- **DIRECTIVE A**
From the passage on event handling, set down the part starting with "EVF_CAPSULE: to create" and going on through "in user space.".
- **DIRECTIVE B**
According to the passage on event handling, what is a capsule?
>> begin READING TEXT
Our implementation of periodic and reactive jobs is different in both cases in order to obtain a better throughput in case of sporadic events. A job scheduler and a dispatcher handle periodic jobs, whereas reactive jobs change state themselves for performance reasons. Figure 4 describes the job state evolution and functions used to move from one state to another.
Once a job has activated the corresponding event, either a process is executed asynchronously or the current flow of execution of the user program is redirected somewhere else in the code. The user decides how to handle events at registration time.
Event handlers can be executed either by breaking the main thread's flow of execution or by creating a new process to handle the event and execute it in parallel. In either case, the event is managed transparently and asynchronously without explicitly polling for its occurrences. This management has some important implications, because an application does not have to reserve and consume system resources before it is needed. For example, we adapted a simple HTTP server for benchmarking AEM, which is fully single-threaded and capable of quite good performance for that type of server. It is described at the end of this article.
Sometimes situations arise in which it is necessary to create a new process as a response to an event. Unfortunately, creating processes dynamically is resource consuming; during that period, neither the new nor the parent process is able to handle new requests. In some critical situations, there might be no resource left for that purpose, such as a shortage of system memory. This is a problem because emergencies might require creating new processes to shut down the system gracefully or to carry out handover procedures.
For this reason, we introduced a new concept called capsules. A capsule is a task structure already initialized and part of a pool containing other free capsules. When a process wants to create a new execution context, a capsule is linked out from that pool and is initialized with only a few of the current process parameters.
During event registration, specific flags indicate whether a handler is to be executed inside a process. No parameter or a 0 means the handler is to be executed by breaking the current flow of execution. These flags are:
EFV_FORK: to create a process with the same semantic as fork().
EVF_CAPSULE: to create a process from the capsule pool.
EVF_NOCLDWAIT: this flag has the same semantics as the signal SIG_NOCLDWAIT. When the child process exists, it is re-parented to the capsule manager thread.
EVF_KEEPALIVE: to prevent the process/capsule from exiting by entering into a kernel loop—like while(1); in user space.
Memory management is a major issue for an event-driven system, because events are handled by executing callback functions located in the application space directly from the kernel. The simplest solution would be to allocate memory when the process registers for an event. Consider, though, either the case of a huge number of events to register or the case of a process that needs to be restarted, needs new events to be added or needs events to be unregistered. In case of failure in event management, the system integrity becomes inconsistent. It is less critical for the operating system kernel to manage such resources itself and allocate memory on demand on behalf of processes.
>> end READING TEXT
>> begin GIVEN RECORDS
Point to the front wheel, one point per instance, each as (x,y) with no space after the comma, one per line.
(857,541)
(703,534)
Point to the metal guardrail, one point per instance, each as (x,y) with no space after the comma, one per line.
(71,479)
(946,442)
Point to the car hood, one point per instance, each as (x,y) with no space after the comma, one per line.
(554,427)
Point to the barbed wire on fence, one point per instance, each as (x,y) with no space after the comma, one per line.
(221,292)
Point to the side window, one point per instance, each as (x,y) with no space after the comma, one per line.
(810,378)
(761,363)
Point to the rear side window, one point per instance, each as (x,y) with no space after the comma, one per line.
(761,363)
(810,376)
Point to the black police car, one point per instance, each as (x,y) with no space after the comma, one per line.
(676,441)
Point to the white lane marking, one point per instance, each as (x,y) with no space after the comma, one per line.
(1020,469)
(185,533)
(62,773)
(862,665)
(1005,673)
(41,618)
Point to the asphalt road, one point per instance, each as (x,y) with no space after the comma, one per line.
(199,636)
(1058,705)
>> end GIVEN RECORDS
- **CORRECT RESULT A**
EVF_CAPSULE: to create a process from the capsule pool.
EVF_NOCLDWAIT: this flag has the same semantics as the signal SIG_NOCLDWAIT. When the child process exists, it is re-parented to the capsule manager thread.
EVF_KEEPALIVE: to prevent the process/capsule from exiting by entering into a kernel loop—like while(1); in user space.

- **CORRECT RESULT B**
A capsule is a task structure that is already initialized and belongs to a pool of other free capsules.